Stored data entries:
%%

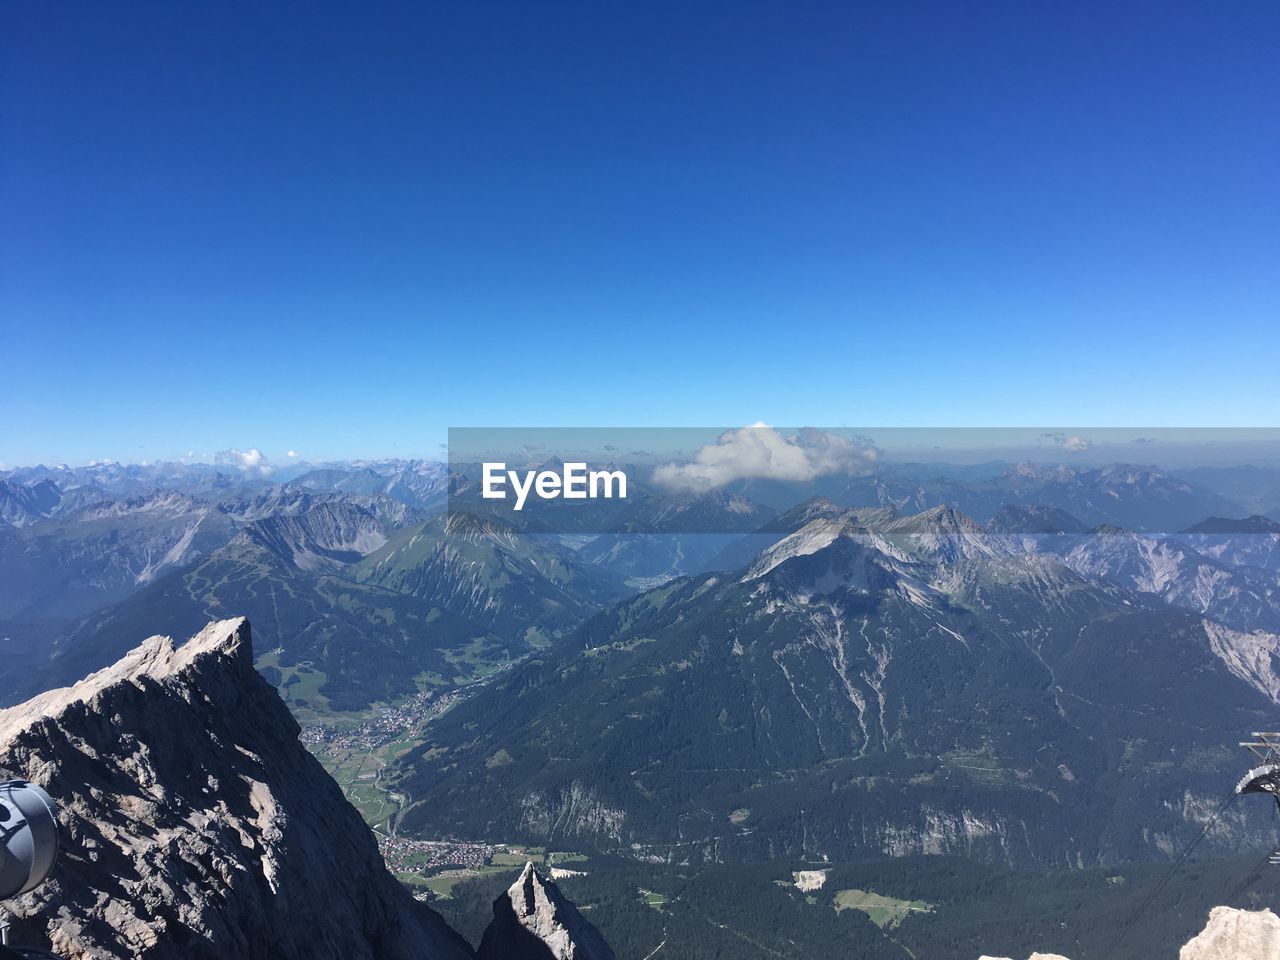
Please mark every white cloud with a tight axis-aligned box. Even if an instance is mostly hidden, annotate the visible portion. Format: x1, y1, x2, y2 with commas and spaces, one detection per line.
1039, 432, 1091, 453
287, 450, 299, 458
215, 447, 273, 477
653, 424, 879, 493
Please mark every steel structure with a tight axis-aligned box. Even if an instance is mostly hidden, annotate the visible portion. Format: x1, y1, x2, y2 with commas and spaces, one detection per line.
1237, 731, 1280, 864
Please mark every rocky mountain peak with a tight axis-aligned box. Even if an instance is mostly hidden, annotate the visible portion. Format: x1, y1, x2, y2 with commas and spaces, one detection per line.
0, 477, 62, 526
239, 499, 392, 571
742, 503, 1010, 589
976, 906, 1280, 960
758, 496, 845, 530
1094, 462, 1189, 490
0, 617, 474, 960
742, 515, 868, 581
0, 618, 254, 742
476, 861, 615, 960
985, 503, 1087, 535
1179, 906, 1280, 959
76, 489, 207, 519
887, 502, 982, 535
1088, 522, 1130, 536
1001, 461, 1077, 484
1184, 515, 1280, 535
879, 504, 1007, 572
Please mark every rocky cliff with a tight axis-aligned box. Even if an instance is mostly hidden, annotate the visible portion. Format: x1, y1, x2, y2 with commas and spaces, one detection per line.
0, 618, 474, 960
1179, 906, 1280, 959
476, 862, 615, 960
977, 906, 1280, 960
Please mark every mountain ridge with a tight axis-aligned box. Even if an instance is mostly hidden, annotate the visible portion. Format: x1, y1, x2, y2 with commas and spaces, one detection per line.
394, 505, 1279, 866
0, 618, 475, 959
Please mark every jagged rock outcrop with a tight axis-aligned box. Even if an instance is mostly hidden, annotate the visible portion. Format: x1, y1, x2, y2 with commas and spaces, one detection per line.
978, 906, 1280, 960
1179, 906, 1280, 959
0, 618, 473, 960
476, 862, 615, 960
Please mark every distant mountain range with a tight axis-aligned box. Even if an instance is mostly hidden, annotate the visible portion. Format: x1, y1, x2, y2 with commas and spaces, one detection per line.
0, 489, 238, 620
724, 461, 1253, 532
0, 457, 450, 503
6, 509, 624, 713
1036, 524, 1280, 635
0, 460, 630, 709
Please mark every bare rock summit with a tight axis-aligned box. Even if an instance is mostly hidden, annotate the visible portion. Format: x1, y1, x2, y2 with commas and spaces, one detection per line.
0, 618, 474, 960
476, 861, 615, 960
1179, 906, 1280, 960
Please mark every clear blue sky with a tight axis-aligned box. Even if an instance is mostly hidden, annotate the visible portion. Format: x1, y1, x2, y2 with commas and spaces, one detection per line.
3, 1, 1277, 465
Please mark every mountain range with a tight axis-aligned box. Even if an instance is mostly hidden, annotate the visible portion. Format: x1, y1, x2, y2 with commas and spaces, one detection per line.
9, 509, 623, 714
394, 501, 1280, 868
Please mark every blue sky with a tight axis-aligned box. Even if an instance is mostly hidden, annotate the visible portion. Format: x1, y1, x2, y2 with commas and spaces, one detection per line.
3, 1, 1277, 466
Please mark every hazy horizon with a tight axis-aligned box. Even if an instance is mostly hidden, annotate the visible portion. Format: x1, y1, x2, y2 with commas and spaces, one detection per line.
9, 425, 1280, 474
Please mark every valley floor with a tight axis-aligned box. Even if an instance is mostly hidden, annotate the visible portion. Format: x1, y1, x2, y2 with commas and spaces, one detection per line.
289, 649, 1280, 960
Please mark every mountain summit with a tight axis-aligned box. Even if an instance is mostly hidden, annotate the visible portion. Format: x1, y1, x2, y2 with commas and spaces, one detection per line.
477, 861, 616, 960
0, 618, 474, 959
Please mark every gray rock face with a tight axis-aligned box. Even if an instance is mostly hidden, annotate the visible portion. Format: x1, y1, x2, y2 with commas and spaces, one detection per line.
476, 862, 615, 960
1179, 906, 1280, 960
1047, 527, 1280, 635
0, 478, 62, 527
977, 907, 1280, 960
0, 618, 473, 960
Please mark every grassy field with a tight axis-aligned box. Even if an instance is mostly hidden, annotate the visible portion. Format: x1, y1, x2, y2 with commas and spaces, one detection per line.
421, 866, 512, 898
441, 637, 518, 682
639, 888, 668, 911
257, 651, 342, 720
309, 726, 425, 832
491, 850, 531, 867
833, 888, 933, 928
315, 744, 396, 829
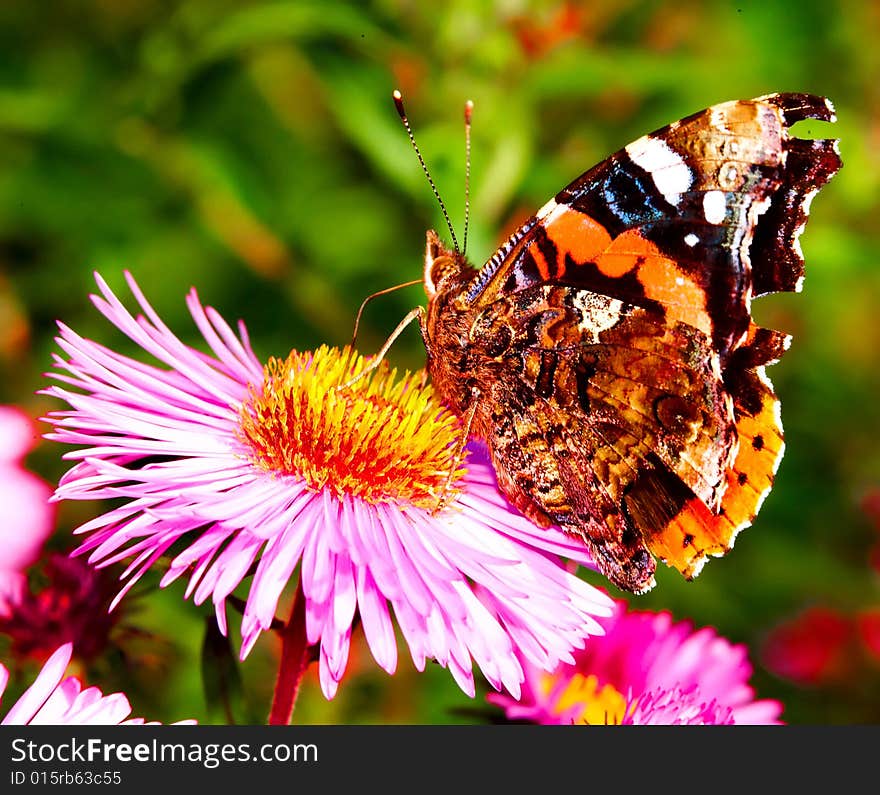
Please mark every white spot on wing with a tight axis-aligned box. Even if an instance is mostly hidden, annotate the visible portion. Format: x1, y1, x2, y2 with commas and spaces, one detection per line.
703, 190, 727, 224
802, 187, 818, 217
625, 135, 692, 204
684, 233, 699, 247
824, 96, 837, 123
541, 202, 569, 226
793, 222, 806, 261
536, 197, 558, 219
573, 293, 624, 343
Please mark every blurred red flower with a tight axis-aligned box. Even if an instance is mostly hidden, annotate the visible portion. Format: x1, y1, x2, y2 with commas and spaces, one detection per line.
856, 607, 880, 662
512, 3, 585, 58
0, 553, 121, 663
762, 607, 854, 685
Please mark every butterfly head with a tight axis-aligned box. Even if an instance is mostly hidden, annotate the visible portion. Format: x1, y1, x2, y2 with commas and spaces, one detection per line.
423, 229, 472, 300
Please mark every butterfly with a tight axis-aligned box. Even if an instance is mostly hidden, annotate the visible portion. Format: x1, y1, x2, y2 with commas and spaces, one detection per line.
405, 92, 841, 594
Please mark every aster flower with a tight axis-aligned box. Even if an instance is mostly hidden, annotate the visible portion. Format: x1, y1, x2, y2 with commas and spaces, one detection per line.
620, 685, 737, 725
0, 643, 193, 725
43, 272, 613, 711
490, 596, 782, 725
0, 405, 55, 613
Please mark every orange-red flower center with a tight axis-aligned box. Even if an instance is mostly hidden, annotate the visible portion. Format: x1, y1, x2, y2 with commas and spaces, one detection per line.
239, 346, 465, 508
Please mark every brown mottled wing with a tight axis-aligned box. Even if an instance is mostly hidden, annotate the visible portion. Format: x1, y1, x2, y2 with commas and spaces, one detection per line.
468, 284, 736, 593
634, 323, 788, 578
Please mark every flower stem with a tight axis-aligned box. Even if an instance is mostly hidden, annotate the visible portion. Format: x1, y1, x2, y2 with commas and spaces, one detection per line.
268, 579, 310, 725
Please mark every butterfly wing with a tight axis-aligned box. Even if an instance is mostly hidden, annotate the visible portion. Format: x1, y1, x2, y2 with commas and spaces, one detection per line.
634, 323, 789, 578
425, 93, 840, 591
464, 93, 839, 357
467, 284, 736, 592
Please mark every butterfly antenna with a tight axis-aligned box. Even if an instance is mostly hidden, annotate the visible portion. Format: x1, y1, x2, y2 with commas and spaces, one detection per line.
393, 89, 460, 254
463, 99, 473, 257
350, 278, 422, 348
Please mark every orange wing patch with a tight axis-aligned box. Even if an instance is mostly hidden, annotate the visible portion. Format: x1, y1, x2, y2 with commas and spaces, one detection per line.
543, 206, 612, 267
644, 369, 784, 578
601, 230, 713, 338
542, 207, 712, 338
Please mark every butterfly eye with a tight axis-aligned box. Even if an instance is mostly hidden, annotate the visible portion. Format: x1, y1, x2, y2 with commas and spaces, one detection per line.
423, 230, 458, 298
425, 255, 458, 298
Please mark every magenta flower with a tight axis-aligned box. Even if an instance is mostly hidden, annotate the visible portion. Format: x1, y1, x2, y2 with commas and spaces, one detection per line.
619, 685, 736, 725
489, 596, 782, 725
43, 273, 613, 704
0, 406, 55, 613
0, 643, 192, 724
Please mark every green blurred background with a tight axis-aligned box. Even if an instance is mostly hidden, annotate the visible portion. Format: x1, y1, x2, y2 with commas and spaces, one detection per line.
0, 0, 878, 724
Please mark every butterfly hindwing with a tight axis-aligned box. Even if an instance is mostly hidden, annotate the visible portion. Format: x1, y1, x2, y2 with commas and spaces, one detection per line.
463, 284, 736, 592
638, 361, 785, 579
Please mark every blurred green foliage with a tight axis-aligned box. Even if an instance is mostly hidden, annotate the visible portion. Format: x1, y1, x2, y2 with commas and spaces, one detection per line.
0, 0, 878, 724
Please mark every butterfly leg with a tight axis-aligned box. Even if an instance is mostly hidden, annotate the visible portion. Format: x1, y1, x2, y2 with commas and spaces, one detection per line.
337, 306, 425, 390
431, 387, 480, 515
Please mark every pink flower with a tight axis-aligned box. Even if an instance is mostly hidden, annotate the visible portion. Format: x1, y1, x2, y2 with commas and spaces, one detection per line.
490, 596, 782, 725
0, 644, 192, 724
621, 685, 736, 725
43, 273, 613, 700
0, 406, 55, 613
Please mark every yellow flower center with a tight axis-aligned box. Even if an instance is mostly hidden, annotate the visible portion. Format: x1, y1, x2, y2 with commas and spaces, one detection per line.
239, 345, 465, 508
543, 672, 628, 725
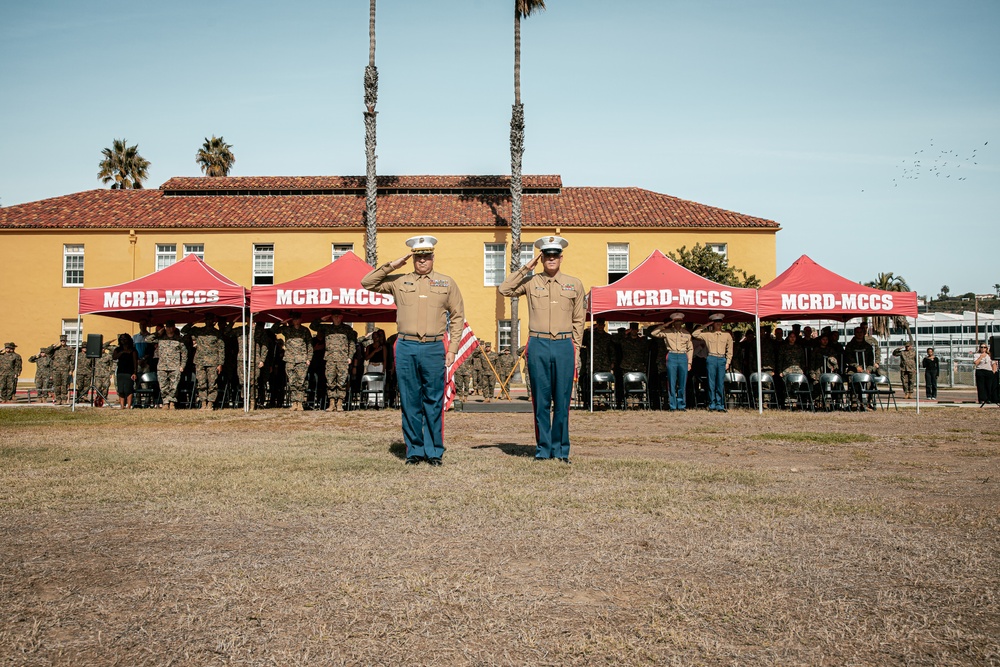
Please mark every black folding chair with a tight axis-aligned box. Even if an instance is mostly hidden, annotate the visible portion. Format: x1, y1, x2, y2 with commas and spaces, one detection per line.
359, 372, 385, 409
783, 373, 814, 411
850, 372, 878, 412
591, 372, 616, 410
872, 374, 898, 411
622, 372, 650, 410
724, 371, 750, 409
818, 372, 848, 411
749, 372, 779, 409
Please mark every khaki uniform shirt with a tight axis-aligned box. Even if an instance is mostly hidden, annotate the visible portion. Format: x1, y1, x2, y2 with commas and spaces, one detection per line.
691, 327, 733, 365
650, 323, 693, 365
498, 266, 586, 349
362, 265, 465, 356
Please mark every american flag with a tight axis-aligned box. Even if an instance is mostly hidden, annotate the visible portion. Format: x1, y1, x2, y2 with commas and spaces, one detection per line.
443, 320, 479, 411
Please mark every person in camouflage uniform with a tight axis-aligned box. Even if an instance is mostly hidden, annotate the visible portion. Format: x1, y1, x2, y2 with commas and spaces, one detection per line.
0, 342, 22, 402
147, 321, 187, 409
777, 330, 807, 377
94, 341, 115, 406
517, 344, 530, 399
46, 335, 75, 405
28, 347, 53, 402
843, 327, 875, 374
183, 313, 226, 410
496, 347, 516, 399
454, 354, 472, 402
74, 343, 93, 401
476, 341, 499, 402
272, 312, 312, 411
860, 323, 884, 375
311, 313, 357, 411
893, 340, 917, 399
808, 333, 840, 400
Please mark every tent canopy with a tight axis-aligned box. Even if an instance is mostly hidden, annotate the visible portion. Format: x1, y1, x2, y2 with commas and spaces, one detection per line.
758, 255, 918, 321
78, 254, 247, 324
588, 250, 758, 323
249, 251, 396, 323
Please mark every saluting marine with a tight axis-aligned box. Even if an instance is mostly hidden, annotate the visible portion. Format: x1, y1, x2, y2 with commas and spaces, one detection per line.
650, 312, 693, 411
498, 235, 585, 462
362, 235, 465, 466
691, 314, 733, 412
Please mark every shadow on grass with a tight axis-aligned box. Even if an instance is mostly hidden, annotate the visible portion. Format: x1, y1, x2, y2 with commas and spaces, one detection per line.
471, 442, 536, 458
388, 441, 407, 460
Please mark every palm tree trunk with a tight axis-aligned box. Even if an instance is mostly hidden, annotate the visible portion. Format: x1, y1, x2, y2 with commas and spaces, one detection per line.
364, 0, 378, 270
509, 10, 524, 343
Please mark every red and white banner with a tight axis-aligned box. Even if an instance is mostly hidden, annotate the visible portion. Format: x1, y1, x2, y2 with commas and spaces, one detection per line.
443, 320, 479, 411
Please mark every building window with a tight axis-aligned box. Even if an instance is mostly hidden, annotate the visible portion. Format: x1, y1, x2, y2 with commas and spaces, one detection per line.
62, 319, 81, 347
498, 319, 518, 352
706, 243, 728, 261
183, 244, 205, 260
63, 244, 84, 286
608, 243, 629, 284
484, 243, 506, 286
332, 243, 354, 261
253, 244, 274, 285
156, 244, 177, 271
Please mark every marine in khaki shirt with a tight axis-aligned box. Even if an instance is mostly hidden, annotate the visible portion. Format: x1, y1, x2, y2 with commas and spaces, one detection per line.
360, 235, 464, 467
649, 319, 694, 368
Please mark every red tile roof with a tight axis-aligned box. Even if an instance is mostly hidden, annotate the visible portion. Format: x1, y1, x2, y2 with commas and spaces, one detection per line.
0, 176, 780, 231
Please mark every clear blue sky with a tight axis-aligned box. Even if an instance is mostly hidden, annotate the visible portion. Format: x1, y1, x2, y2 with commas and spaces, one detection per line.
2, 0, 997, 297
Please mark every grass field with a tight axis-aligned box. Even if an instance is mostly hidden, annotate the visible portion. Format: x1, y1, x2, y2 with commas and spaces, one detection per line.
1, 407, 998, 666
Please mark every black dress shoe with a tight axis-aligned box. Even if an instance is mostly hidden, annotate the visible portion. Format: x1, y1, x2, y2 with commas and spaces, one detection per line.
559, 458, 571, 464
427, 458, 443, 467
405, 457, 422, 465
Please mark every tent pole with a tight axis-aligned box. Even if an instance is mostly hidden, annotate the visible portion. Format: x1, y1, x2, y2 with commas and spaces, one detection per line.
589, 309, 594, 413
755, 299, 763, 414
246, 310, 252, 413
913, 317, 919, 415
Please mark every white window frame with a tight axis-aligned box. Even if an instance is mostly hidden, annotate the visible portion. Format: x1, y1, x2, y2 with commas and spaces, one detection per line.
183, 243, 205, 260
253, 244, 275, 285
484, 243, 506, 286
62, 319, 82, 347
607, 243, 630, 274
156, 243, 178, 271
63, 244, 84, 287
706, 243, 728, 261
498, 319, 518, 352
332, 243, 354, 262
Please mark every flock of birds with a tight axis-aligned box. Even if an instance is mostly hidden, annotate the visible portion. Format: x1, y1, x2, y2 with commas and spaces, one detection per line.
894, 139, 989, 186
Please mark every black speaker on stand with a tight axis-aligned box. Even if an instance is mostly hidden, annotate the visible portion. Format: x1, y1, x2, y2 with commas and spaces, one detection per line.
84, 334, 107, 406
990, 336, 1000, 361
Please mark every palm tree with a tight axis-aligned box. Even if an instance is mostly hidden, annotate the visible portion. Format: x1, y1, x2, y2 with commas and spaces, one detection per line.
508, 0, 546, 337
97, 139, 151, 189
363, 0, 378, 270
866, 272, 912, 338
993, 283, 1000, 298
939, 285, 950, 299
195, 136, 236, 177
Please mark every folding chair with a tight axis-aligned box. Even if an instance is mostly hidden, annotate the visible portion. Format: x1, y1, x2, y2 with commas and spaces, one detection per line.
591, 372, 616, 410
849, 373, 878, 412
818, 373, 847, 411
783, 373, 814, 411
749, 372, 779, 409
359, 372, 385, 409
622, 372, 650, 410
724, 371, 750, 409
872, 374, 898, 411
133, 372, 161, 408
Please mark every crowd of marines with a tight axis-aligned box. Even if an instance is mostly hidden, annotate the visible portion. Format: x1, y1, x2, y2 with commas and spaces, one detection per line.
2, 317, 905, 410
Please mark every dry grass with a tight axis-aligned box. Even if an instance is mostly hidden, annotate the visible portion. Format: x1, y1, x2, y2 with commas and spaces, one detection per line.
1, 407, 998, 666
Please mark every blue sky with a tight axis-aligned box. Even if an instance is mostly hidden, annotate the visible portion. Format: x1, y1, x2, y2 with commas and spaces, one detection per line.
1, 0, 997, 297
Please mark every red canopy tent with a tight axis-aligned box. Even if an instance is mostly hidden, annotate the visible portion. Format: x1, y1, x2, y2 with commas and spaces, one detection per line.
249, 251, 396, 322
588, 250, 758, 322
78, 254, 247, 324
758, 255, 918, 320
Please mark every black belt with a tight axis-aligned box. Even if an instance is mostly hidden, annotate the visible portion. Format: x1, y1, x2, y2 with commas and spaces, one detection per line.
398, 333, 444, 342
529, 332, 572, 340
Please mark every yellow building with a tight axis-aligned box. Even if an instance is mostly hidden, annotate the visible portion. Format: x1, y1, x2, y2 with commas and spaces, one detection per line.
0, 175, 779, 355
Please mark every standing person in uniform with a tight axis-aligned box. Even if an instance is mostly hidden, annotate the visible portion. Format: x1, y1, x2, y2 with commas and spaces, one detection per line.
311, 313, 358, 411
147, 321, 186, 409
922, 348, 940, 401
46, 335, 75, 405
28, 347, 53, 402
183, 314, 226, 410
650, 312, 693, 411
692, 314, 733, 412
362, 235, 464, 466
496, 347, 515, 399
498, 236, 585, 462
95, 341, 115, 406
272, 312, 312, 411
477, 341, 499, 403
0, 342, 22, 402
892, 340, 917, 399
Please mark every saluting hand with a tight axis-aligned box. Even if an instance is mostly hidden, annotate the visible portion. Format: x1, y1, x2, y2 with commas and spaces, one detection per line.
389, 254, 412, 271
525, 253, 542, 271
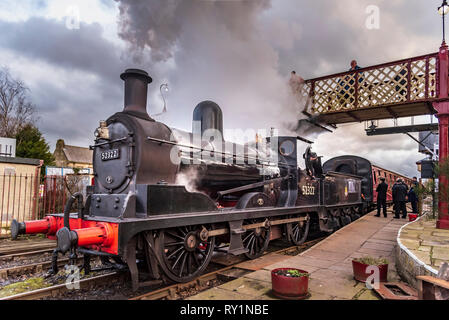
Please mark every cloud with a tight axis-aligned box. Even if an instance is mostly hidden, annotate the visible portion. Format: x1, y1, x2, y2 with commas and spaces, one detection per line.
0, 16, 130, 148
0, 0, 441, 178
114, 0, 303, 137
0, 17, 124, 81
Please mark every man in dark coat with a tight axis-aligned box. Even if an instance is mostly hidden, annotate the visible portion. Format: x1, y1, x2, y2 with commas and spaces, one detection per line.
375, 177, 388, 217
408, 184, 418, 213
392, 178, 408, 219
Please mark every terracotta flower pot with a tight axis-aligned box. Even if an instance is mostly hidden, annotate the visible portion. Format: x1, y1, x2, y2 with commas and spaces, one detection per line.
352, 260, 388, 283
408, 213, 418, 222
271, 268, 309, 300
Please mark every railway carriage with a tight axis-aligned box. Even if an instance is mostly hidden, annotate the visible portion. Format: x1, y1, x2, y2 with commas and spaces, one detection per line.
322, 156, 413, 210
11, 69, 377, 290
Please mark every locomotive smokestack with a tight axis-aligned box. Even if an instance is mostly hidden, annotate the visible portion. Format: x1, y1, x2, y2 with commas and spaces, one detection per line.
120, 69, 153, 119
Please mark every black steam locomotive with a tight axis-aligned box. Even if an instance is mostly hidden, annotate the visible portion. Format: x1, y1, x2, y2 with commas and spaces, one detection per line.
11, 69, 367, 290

%%

= Your assignment =
Write out the lines from the one containing "Please mark every railway" through the last line of the records above. Include both of those lines and nothing else.

= Output of the exercise =
Please mark every railway carriage with a tight axis-aligned box. Even if an instance is mostly hidden, annotate the visible portion. Format: x1, y1, x2, y2 with commas and spaces, one detection per line.
322, 156, 413, 210
11, 69, 377, 290
Please mark every locomotive smokestack with a tight axis-aligned box. Even if an instance is mostly hidden, annotate the visible portion. Format: x1, y1, x2, y2 with commas and spaces, one detection per line.
120, 69, 153, 119
Please mark every black steam locomotive with a tight axis-aligned box. Even if an instance is mostly hidden, annotate the visible portion. Format: x1, y1, x2, y2 with commas and spaces, one detection per line.
11, 69, 367, 290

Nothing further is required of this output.